DIRECTIVE » Find every line in the material below that contains the word "with", and copy each of those lines out in full.
* Start SUPPLIED DATA *
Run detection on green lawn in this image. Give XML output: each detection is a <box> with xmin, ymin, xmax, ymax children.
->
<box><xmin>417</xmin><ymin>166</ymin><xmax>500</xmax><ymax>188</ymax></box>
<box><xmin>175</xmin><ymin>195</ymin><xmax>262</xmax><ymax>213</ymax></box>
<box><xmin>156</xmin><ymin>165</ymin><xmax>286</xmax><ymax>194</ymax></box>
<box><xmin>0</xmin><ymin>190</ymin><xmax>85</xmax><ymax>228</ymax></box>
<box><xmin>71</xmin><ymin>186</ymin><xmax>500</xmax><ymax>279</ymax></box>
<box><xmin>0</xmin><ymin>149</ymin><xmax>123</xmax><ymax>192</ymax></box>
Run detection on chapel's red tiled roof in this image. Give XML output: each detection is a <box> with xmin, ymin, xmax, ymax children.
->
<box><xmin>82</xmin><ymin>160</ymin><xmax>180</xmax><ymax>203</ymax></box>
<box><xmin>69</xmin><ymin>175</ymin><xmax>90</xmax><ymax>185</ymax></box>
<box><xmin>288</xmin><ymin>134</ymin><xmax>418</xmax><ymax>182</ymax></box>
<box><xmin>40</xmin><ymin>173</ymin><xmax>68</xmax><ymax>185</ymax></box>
* End SUPPLIED DATA *
RESULT BELOW »
Run detection on green lawn in this image. Give XML output: each detection is a <box> with xmin, ymin, xmax, ymax children.
Run detection on chapel's red tiled roof in this image. Give XML output: each detection is a <box> with xmin, ymin, xmax, ymax children.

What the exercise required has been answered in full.